WHAT YOU NEED TO DO -
**A)** Answer these questions about the blog comments on Melly and Scarlett:
(i) What does Scarlett always call Melly, according to Diana Peterfreund?
(ii) What was Mitchell quoted as saying, according to Selah March?
(iii) Which word does PBW correct "Unedudated" to?
**B)** Reproduce the blog comments on Melly and Scarlett word for word, from "11/17/2006 7:49 AM" to "know your reaction.".

DOCUMENT SECTION -
---------------

11/17/2006 7:48 AM  
Anonymous PBW said...

Unedudated = uneducated and can't spell on a Friday morning.

11/17/2006 7:49 AM  
Blogger Diana Peterfreund said...

I've argued the point you make here about Melly lots o'times. Scarlett is all brash and everything, but Melly is strong and practical and endures as well. She's much more of a traditional southern woman -- the whole steel magnolia thing. I like her, too. I think it's just harder to see because Scarlett is always calling her weak.

11/17/2006 11:22 AM  
Blogger Selah March said...

PBW - know? You might not like the book. Omniscient POV, heavy setting description, huge Civil War history info-dumps, TONS of exposition. If your tolerance for that kind of thing is low, it could be a disaster for you. I forgive Mitchell by telling myself it was her first and only novel, and she had no time to develop her craft. The movie might suit you better, and would certainly take up less time. But if you do read it, I'd love to know your reaction.

Diana - I don't think we're alone in that opinion. Melly is the rock upon which the entire book is built. Mitchell was quoted as saying she preferred Melly to Scarlett.

---------------

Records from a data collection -
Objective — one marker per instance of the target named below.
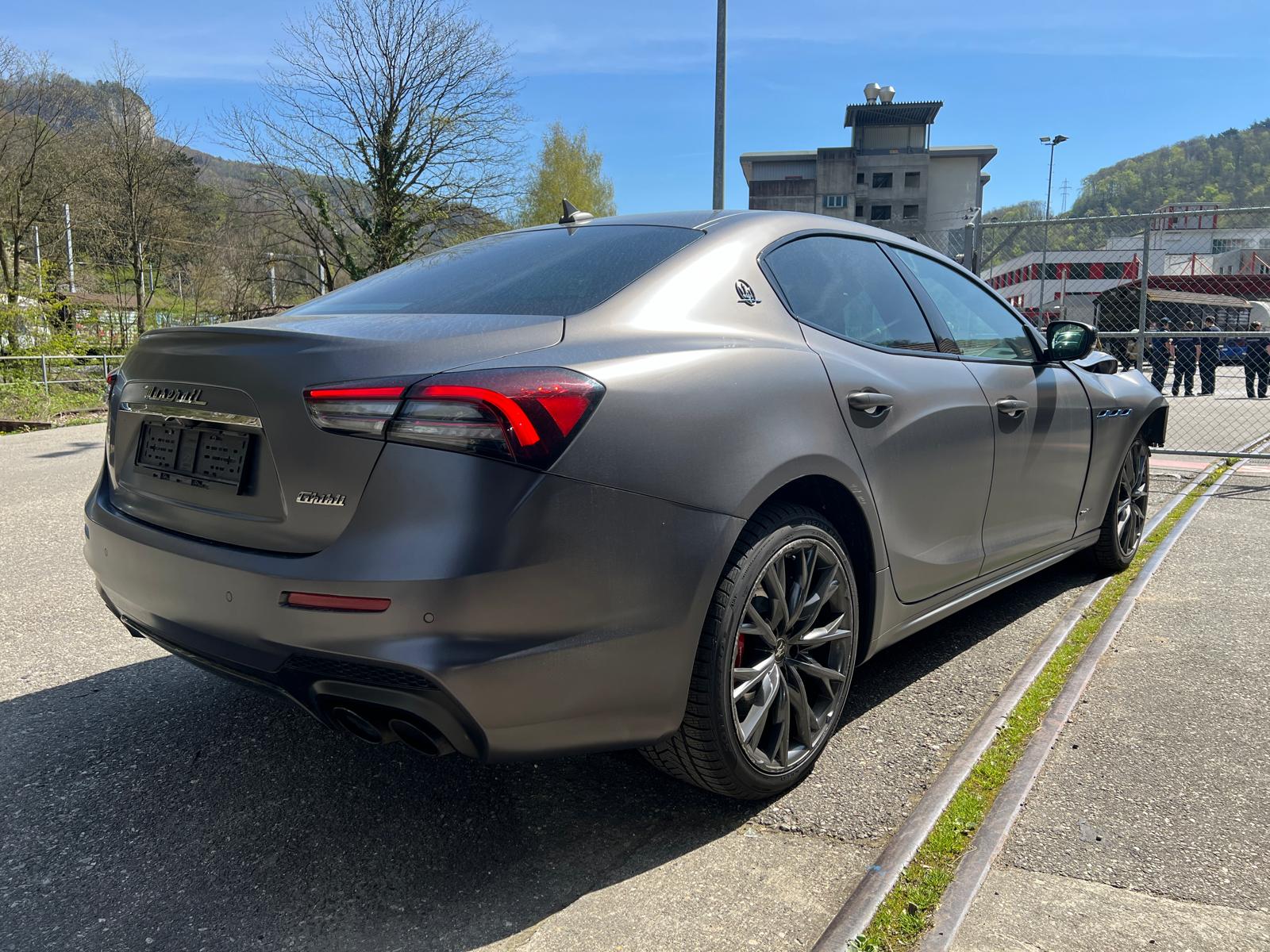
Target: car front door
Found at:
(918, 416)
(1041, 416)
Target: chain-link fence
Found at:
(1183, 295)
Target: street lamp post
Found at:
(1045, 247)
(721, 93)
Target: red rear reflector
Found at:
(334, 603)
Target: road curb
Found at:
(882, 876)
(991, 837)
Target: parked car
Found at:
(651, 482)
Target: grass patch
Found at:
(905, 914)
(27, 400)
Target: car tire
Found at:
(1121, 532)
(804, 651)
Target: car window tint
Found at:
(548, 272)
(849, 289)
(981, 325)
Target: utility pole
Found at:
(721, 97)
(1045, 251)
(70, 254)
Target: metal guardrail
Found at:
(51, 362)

---------------

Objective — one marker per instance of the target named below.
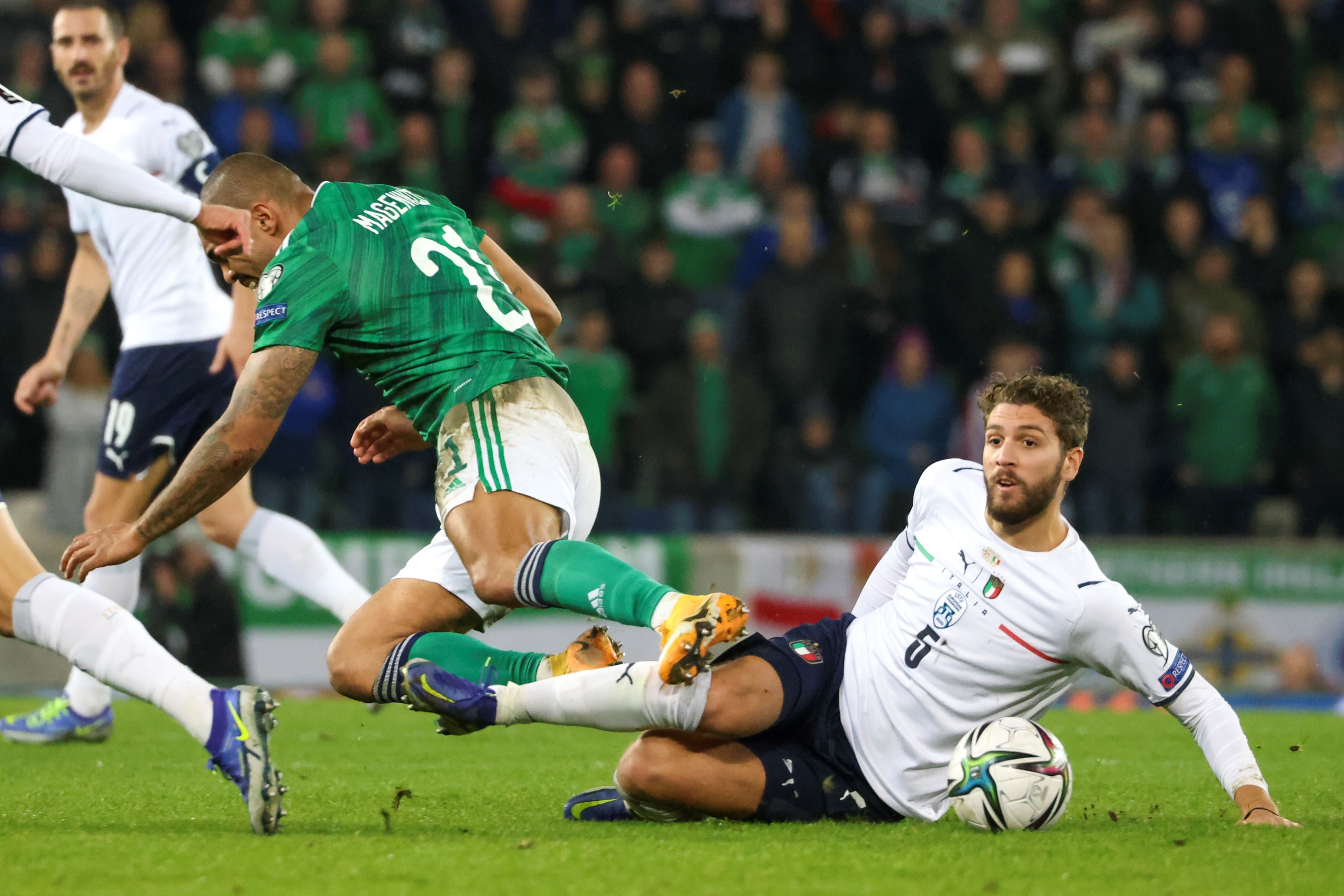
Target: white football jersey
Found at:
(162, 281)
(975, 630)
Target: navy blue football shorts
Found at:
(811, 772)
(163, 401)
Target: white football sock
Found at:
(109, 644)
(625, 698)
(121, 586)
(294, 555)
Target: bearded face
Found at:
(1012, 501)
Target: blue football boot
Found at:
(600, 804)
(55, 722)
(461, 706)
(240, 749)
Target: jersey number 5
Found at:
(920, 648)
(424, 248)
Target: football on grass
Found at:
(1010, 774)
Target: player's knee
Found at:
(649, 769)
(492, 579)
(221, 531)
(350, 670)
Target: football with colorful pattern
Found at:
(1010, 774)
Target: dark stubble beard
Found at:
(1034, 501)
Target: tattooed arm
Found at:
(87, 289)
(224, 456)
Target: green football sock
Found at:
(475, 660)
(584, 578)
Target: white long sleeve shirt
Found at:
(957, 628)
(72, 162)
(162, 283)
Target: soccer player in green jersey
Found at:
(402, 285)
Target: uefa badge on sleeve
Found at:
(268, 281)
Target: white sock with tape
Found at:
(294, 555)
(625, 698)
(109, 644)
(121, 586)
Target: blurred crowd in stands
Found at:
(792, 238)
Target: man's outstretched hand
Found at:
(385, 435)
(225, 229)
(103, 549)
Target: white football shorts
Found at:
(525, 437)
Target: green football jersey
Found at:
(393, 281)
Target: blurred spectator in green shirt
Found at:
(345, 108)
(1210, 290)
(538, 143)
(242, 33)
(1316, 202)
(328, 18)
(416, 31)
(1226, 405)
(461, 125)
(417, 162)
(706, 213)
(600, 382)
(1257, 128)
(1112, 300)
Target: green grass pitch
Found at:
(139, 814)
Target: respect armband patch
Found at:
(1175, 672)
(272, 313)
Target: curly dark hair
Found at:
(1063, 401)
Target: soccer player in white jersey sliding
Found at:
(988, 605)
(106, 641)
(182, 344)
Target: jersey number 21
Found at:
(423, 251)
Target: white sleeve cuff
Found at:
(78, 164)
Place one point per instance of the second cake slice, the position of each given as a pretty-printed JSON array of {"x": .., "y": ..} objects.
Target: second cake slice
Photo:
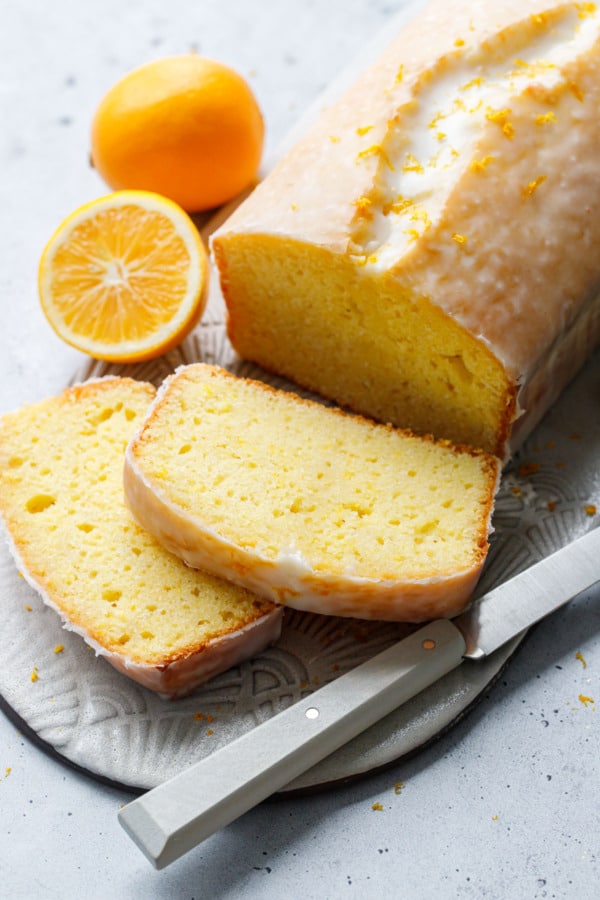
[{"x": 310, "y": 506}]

---------------

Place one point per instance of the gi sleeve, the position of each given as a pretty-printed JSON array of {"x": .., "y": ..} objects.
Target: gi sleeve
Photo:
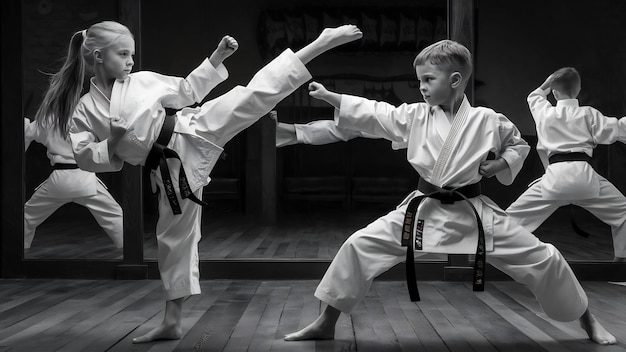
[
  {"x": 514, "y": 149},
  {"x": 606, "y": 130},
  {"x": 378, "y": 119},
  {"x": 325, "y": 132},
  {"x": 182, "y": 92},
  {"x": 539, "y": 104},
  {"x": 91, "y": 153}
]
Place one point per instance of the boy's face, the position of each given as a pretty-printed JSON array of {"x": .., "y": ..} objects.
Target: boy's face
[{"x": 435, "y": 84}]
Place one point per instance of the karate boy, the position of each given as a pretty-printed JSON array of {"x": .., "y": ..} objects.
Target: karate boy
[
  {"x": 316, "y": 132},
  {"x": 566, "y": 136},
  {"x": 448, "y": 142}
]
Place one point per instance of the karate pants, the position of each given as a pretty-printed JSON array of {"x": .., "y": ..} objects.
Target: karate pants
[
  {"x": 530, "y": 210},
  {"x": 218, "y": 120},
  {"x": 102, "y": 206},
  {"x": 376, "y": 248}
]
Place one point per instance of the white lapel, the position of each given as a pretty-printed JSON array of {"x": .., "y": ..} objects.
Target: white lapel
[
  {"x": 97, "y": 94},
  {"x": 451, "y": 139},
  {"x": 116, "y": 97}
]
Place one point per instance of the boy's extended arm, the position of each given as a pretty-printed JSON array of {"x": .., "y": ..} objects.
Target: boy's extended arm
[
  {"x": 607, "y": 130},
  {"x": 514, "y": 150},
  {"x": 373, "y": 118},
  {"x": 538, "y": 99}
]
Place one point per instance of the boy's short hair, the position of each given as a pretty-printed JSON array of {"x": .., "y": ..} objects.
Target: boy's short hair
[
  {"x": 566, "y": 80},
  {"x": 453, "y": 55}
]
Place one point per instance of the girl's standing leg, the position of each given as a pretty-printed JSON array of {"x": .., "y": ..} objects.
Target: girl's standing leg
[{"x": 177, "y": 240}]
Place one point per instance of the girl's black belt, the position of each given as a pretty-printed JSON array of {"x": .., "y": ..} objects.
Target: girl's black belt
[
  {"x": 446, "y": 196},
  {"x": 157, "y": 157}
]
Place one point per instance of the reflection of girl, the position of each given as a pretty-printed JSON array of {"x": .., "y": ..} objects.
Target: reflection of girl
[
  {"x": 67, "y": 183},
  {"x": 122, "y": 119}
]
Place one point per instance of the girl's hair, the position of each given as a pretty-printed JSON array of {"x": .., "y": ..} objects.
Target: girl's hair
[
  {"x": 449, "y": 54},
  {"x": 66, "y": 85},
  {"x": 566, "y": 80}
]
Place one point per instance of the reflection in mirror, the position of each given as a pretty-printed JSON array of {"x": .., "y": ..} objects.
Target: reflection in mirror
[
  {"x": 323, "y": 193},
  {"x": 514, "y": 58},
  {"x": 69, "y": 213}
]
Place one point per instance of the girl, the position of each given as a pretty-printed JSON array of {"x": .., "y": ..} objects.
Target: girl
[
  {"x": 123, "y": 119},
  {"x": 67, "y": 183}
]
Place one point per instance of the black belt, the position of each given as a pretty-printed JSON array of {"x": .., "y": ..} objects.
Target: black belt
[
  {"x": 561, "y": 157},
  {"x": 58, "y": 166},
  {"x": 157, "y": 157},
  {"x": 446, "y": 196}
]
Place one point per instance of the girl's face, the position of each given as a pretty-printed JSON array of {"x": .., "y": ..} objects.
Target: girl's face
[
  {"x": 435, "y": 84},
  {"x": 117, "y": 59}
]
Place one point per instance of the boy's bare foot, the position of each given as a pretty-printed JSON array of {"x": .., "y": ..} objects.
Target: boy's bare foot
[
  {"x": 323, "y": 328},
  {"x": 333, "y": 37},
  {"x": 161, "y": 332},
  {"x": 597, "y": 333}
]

---------------

EXERCISE ANSWERS -
**A)**
(i) Weak.
(ii) That she preferred Melly to Scarlett.
(iii) Uneducated.

**B)**
11/17/2006 7:49 AM  
Blogger Diana Peterfreund said...

I've argued the point you make here about Melly lots o'times. Scarlett is all brash and everything, but Melly is strong and practical and endures as well. She's much more of a traditional southern woman -- the whole steel magnolia thing. I like her, too. I think it's just harder to see because Scarlett is always calling her weak.

11/17/2006 11:22 AM  
Blogger Selah March said...

PBW - know? You might not like the book. Omniscient POV, heavy setting description, huge Civil War history info-dumps, TONS of exposition. If your tolerance for that kind of thing is low, it could be a disaster for you. I forgive Mitchell by telling myself it was her first and only novel, and she had no time to develop her craft. The movie might suit you better, and would certainly take up less time. But if you do read it, I'd love to know your reaction.